Supplied text |
The cases proceeded to the Show Cause Hearing on June 17, 2016. At the hearing, Plaintiff’s counsel argued that the sole issues in the cases were questions of law, and therefore discovery would be limited and juries would not be burdened with these cases. Defense counsel disagreed. Therefore, the Court reset the matters, under a new Show Cause Order, for September 16, 2016. Under the second Show Cause Order, the Court required the Defendant to file any defenses in writing with specificity within ten (10) days of the date of the Order, as permitted by Rule 7.090(c). The Court advised the Defendant that if it failed to do so, the Court would conclude that the Defendant had “no affirmative defenses to the claim and that the sole issue(s) in the case are those of law.”

Additionally, the Court required the Plaintiff to file its Motion for Summary Disposition under Rule 7.135 within 45 days of the date of the second Show Cause Order, “failing which the Court shall conclude that the Plaintiff has conceded that the sole issue in any case is not an issue of law.” The Court advised that any Motion for Summary Disposition filed would be heard at the second Show Cause hearing.

Finally, in the second Show Cause Order, the Court advised the parties that the Court reserved on the issue of transferring these cases out of Broward County based on forum non conveniens in the interests of justice if the evidence and record demonstrated at the September 16 hearing that the true sole issue in these cases is not an issue of law.

Subsequent to the second Show Cause Order, but before the date of the second Show Cause hearing, nine (9) of the 57 cases either settled or were otherwise voluntarily dismissed. Of the remaining 48 cases, ten (10) were assigned by Progressive to outside counsel, with the other 38 cases being retained by in-house counsel. For the remaining 48 cases, the Plaintiff timely filed separate Motions for Summary Disposition. These cases therefore came before the Court on September 16, 2016, with both parties being represented by counsel.

Given data |
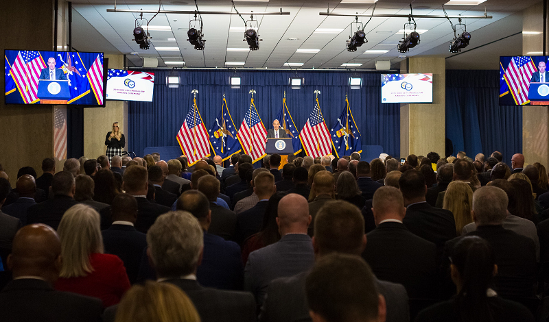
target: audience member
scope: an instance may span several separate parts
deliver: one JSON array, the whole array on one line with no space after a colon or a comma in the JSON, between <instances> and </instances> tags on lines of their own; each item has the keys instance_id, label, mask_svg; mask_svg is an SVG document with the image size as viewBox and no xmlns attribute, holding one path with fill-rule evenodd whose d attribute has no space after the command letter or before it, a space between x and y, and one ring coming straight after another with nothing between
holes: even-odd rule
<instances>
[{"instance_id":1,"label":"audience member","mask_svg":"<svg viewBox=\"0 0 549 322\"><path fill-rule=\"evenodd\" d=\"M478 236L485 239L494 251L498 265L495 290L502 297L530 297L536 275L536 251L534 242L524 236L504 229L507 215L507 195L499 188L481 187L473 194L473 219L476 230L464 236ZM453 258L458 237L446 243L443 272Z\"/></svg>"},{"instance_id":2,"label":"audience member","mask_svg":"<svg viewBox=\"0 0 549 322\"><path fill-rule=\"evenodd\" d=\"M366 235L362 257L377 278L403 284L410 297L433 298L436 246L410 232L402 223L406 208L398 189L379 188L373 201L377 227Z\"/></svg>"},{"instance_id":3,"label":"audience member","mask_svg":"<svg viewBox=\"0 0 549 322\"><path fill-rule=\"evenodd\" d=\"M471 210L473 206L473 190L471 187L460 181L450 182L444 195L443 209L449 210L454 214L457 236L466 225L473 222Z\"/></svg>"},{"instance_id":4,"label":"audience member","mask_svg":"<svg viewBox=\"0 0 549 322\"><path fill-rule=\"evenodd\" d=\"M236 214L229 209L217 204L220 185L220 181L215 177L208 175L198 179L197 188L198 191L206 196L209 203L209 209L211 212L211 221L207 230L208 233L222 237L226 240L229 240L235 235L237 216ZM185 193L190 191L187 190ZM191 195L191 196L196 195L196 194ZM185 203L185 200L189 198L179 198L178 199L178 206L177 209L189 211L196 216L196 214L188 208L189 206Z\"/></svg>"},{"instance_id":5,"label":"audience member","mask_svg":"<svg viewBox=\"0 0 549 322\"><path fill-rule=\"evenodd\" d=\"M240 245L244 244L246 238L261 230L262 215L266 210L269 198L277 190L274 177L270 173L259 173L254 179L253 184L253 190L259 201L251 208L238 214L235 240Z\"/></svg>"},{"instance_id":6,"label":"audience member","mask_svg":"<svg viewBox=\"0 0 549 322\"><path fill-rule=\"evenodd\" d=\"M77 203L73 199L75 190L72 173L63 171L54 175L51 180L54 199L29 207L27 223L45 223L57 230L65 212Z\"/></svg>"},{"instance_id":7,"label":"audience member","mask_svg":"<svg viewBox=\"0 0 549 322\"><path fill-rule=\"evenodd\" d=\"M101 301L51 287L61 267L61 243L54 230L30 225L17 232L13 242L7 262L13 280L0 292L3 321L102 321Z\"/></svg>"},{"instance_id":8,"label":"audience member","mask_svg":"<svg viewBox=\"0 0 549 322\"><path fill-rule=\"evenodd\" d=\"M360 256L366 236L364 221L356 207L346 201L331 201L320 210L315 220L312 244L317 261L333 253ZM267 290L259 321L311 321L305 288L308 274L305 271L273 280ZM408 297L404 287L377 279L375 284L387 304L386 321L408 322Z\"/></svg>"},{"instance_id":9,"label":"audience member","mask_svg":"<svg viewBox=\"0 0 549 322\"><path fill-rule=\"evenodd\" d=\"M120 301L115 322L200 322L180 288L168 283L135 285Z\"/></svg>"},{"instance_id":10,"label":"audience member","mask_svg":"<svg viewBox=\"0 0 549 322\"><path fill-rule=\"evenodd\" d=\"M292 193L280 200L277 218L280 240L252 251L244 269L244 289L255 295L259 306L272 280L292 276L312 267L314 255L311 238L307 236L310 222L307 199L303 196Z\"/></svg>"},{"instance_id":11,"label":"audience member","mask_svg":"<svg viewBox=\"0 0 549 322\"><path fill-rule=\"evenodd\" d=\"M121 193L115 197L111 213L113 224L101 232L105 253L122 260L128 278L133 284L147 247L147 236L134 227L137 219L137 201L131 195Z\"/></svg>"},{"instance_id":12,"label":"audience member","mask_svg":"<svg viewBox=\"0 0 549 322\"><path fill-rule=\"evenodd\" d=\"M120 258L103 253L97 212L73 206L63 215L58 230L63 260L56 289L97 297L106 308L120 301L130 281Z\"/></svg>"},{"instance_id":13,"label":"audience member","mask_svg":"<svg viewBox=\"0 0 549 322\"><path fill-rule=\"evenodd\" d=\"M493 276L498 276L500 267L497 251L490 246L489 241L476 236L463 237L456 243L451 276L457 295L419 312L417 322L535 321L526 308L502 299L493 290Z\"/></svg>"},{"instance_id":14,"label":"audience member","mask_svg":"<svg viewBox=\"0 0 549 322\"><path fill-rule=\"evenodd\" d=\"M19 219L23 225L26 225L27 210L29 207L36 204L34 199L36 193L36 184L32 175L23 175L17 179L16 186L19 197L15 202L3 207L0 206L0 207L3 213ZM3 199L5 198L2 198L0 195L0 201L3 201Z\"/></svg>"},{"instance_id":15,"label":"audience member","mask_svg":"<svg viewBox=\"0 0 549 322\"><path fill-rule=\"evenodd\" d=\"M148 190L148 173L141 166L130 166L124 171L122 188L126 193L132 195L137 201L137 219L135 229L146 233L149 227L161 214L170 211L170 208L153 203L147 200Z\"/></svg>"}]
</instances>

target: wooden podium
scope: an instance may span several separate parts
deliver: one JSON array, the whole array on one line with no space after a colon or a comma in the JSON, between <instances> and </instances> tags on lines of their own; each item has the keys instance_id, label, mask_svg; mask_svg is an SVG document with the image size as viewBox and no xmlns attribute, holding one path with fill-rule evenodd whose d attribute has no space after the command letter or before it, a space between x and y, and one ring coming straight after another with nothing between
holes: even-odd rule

Problem set |
1 – According to the Show Cause passage, why did the Court reset the matters for September 16, 2016? Reply in one to three sentences.
2 – Retype the part of the Show Cause passage that opens with the words containing "Additionally, the Court" and closes with "Show Cause hearing.".
Rely on the Show Cause passage alone.

Solved problems |
1 – At the June 17, 2016 hearing, Plaintiff's counsel argued that the sole issues in the cases were questions of law, so discovery would be limited and juries would not be burdened. Defense counsel disagreed, so the Court reset the matters under a new Show Cause Order.

2 –
Additionally, the Court required the Plaintiff to file its Motion for Summary Disposition under Rule 7.135 within 45 days of the date of the second Show Cause Order, “failing which the Court shall conclude that the Plaintiff has conceded that the sole issue in any case is not an issue of law.” The Court advised that any Motion for Summary Disposition filed would be heard at the second Show Cause hearing.